#### What needs to be done
Only lines containing "position" are wanted from the data below. Copy those lines.

Photo-based referring expression data
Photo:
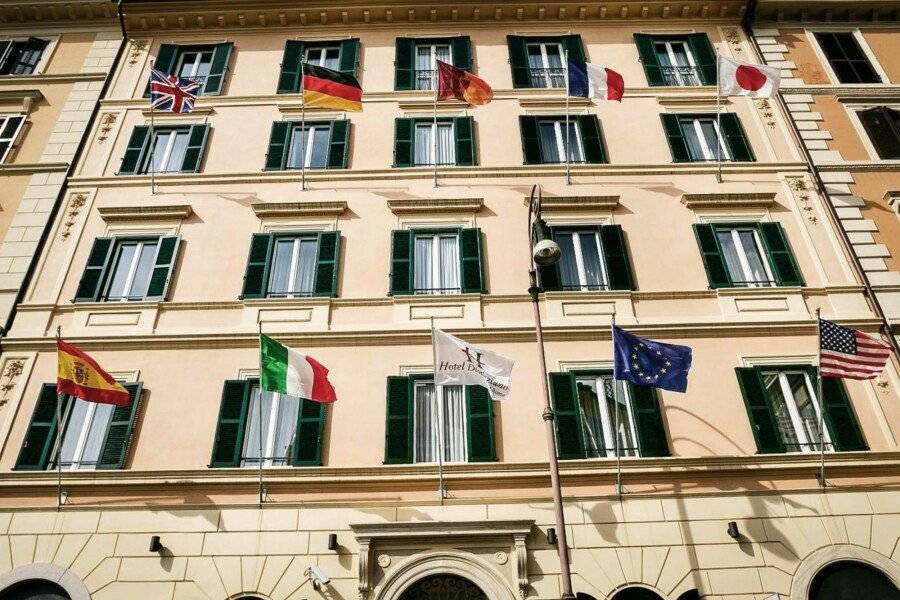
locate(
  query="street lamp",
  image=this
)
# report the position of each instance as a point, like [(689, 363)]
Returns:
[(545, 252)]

--

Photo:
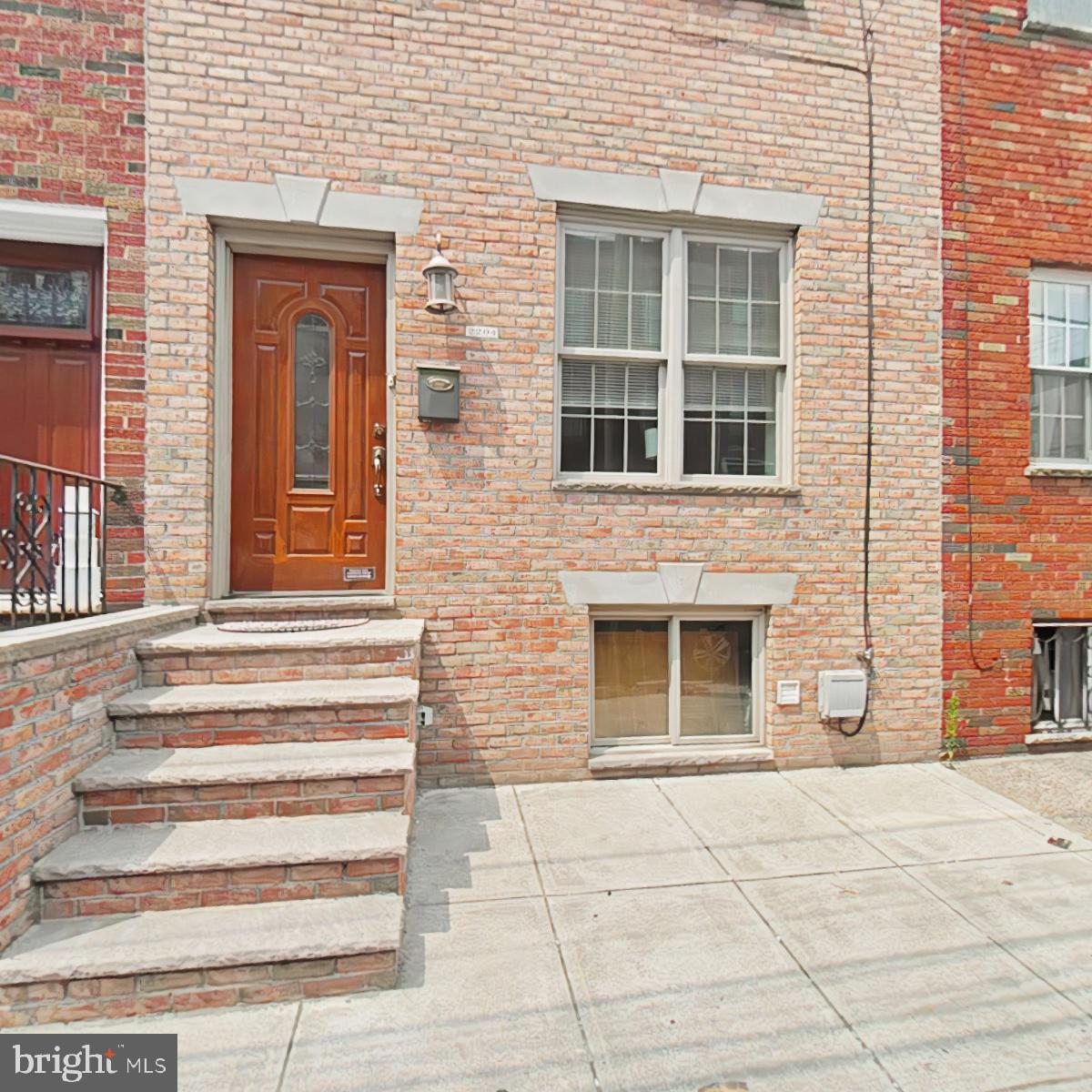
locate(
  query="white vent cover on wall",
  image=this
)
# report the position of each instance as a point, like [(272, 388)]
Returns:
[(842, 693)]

#### Solution to this task
# report the position of each instance as a point, like [(689, 363)]
# report the position of each instance as a point, like [(272, 388)]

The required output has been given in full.